INSTRUCTIONS TO FOLLOW -
In the text on batch process fault diagnosis, rewrite the part between "The incipient faults" and "machine learning methods.", inclusive, substituting "early-stage faults" for "incipient faults".

───── TEXT UNDER STUDY

The machine learning method can overcome the shortcomings of traditional detection methods that cannot judge the exact fault type. It can use process data to learn the fault mode features and directly judge the fault model to realize the fault identification [11]. Support vector machine (SVM) as a typical machine learning method has increased attention in fault diagnosis of the batch process because it can obtain remarkable results [12]. Ji et al. [13] put forward an algorithm based on ensemble empirical mode decomposition and support vector machine in the sensor fault detection and classification. However, SVM belongs to the shallow network in structure, which limits the classifier’s ability to learn the complex nonlinear and non-stationary relationships contained signals. With developing computing power and algorithms, many deep learning technologies have marched rapidly [14]. Novel convolutional neural networks (CNN) [15], recurrent neural networks (RNN) [16], long short-term memory (LSTM) [16], and other deep neural network methods are growing fast. It can be seen that the deep learning methods have a precedent in the application of batch process fault diagnosis. Wang and Wang [17] introduced LSTM to perform feature learning to obtain the deep feature expression of the data and realized the fault diagnosis of batch process. Zhang et al. [18] established a weighted autoregressive LSTM network to extract in-deep features and realize effective fault diagnosis in the TE process. Despite the progress made by state-of-the-art methods on intelligent fault diagnosis, the focus of incipient fault diagnosis in the batch process is how to obtain the effective characteristics of the data; the deep neural network still suffers from the following three limitations:

  1. (1)

    The incipient faults have low amplitude and are susceptible to noise interference, and are easily concealed by noise when processing with machine learning methods.

  2. (2)

──────────
───── SOURCE INFORMATION

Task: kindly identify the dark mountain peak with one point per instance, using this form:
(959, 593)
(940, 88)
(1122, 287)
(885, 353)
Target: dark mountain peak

──────────
───── SOURCE INFORMATION

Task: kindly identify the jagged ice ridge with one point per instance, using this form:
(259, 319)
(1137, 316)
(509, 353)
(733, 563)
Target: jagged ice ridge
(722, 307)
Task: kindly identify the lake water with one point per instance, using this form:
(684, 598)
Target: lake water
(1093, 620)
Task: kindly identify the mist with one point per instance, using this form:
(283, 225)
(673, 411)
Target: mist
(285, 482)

──────────
───── SOURCE INFORMATION

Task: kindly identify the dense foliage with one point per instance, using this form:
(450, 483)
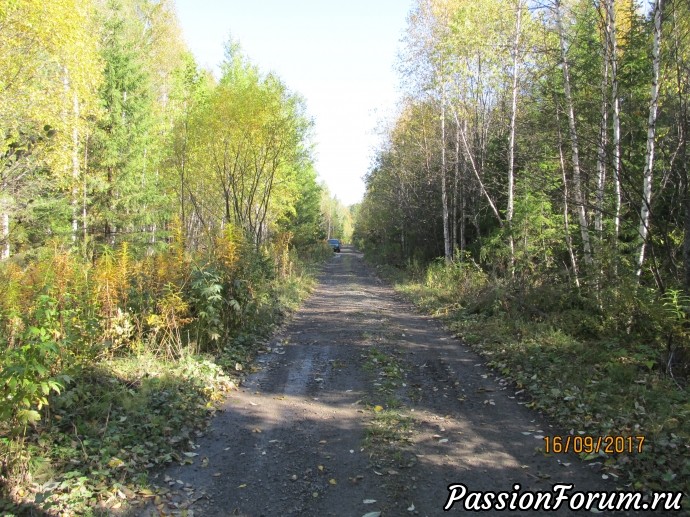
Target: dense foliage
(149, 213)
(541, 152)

──────────

RESPONSE -
The early-stage faults have low amplitude and are susceptible to noise interference, and are easily concealed by noise when processing with machine learning methods.